Edit the rows below by replacing each "marker" with "point" and leaving everything else unchanged.

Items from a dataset
--- Start ---

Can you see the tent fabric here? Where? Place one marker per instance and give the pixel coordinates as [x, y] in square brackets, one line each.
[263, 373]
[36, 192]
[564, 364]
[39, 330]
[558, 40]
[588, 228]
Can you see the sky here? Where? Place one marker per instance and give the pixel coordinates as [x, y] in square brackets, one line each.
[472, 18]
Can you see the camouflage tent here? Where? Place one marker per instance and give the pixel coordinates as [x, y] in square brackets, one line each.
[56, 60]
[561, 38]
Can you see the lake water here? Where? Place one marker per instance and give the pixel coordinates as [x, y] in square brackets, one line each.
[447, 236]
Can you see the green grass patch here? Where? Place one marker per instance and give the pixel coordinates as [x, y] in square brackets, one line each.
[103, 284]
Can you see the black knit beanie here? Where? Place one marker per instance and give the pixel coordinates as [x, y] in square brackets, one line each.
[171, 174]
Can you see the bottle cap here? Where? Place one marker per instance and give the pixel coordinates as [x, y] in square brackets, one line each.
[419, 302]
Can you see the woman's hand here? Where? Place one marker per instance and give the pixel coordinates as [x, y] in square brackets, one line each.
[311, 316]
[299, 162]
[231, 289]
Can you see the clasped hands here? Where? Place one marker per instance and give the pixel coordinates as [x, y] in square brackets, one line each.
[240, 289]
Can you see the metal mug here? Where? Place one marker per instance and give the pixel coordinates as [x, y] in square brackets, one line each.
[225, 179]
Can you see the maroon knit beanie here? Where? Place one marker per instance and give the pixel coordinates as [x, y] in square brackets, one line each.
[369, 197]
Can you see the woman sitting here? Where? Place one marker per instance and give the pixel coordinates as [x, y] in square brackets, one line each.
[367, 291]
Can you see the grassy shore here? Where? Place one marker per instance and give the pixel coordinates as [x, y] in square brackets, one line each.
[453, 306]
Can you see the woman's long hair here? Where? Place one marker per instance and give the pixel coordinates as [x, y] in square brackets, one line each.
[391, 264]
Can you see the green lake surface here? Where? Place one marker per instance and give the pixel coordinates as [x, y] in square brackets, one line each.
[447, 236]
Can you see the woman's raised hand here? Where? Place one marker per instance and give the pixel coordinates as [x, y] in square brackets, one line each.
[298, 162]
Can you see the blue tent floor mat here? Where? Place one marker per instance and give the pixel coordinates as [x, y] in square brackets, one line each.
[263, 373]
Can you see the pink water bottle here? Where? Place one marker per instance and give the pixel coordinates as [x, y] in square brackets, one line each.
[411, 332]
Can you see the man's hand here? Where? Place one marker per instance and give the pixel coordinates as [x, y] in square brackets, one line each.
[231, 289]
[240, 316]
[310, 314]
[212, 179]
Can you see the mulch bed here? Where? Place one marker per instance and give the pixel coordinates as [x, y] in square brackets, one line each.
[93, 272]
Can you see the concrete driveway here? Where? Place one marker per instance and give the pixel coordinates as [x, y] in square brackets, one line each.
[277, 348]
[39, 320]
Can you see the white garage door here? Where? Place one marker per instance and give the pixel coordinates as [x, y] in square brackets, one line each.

--- End ---

Worked solution
Can you see the tent fabric here? Where? Place one point per instance and give the pixel coordinates as [x, y] in square brackets, one line each.
[263, 373]
[36, 192]
[564, 364]
[39, 330]
[558, 40]
[588, 228]
Can you see the sky here? Where? Place one point per instance and give the pixel coordinates as [x, y] in square brackets, one line each.
[472, 18]
Can you see the camouflage tent here? Where? Place one point per instance and give the pixel coordinates as [x, y] in square brackets, one line each.
[56, 60]
[561, 38]
Can you see the lake water here? Where? Place one point per instance and give the pixel coordinates as [x, y] in square brackets, one line each.
[447, 236]
Can you see the green grass patch here? Where? Place one point per instance and give the pixel coordinates as [x, y] in square brackets, one line each.
[103, 284]
Can you see the black knit beanie here? Where? Place one point per instance and give the pixel coordinates as [x, y] in square brackets, one line each.
[171, 174]
Can you see the bottle cap here? Where? Place one point per instance and give the pixel coordinates as [x, y] in square brackets, one line each.
[419, 302]
Can you see the woman's hand here? Where? Place one point per instance and give the pixel coordinates as [x, y] in square brackets, one line each.
[311, 316]
[299, 162]
[231, 289]
Can you see the clasped hands here? Where? Place one point per instance and give the pixel coordinates as [x, y] in square brackets, one line each.
[240, 289]
Can you see the metal mug here? Where? Place one point per instance and give the pixel coordinates as [x, y] in square brackets, one line each.
[225, 179]
Can you see the maroon knit beanie here? Where? Place one point per instance and give the pixel coordinates as [x, y] in square brackets, one line each.
[369, 197]
Can you see the woman sitting here? Where? Place one point per instance and give the pixel coordinates as [x, y] in square brackets, one line each.
[367, 291]
Can you see the grassy shore here? Where? Place one point per instance and give the pixel coordinates as [x, y] in square brackets, one line each.
[453, 306]
Can you see the woman's long hair here? Where? Place one point per instance and give the pixel coordinates as [x, y] in square brackets, one line each.
[391, 264]
Can you see the green lake surface here? Where? Place one point per instance and give the pixel coordinates as [x, y] in square brackets, one line each.
[447, 236]
Can you see the woman's raised hand here? Where? Place one point per instance and give the pixel coordinates as [x, y] in square brackets, one line each.
[298, 162]
Can you see the blue tent floor mat here? Where? Place one point per instance and give the pixel coordinates as [x, y] in square brackets, one line each.
[263, 373]
Can you see the pink water bottle here? Where? Place one point per instance and give the pixel coordinates as [x, y] in square brackets, one line each.
[411, 332]
Can you see the man's hand here? Where? Place one point per instance and give the pixel coordinates as [x, y] in square brackets, one line each.
[231, 289]
[240, 316]
[310, 314]
[212, 179]
Can you see the mulch bed here? Where? Place one point per instance and give the pixel coordinates as [x, y] in square brackets, one line each.
[93, 272]
Can you see the concrete driveway here? Where? Place one point per instance and give the pixel coordinates as [x, y] in square brackets, one line each.
[277, 348]
[39, 320]
Can you see the white garage door here? Where? Place one point per instance and give the pixel coordinates as [x, y] in square brackets, one line each.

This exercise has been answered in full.